#### EXERCISE
Reproduce the part of the geocaching data-gathering post below, starting with "Unlike many sample" and going on through "data export limitations.".

#### PASSAGE PROVIDED

Geocaching Analytics – Part 2: GCInsight Data Gathering
This post is going to dive into the details of actually getting the Geocaching data used for later analysis into a convenient and usable source.
Unlike many sample data sources out there, the data is not made (easily) publicly available, though anybody can create a free account and view most of the data on the website. Getting the data out of the website and into a SQL database is another story altogether…
Some things we’ll need to get started:
- Geocaching.com Premium Account – The first step is to upgrade to a Geocaching.com Preimium Account, which as of this writing is currently $20/year. While geocaching.com does offer free accounts, those accounts cannot see all geocaches (many geocaches are flagged as “premium only”) and they also suffer from data export limitations.
- GSAK (The Geocaching Swiss Army Knife) – GSAK is a Windows-based application which is used for downloading and managing Geocache data. It’s one of the few tools which has the ability to download Geocache data from geocaching.com utilizing the Geocaching.com API (more on that later) and handles de-duplicating and merging cache data. This handy application is a one-time payment of $30.
There are three primary methods of retrieving data from the geocaching.com website as of this writing:
- Built-in Functions (Pocket Queries) – Pocket Queries are the functionality built in to the geocaching.com website for premium members. They’re intended as a method of gathering a number of geocaches, based on search parameters, and exporting them to a single XML file (the GPX format). There is a limit of a maximum of 1000 caches that can be returned per query and a maximum of 5 queries that can be run per day. So, using this method, you can export a maximum of 5,000 caches per day. One additional limitation is this method will not retrieve caches which have been retired (archived) but remain in the official geocaching.com database for historical purposes. One strange quirk/weakness to this method is that it will not retrieve the number of favorite points that have been awarded to a cache.

#### RECORDED DATA
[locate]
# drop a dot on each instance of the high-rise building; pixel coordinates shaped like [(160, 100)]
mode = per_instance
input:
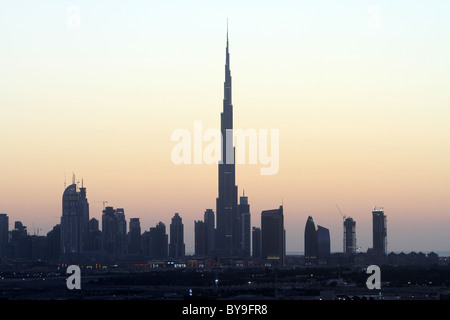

#### SOLUTION TO THE EXERCISE
Unlike many sample data sources out there, the data is not made (easily) publicly available, though anybody can create a free account and view most of the data on the website. Getting the data out of the website and into a SQL database is another story altogether…
Some things we’ll need to get started:
- Geocaching.com Premium Account – The first step is to upgrade to a Geocaching.com Preimium Account, which as of this writing is currently $20/year. While geocaching.com does offer free accounts, those accounts cannot see all geocaches (many geocaches are flagged as “premium only”) and they also suffer from data export limitations.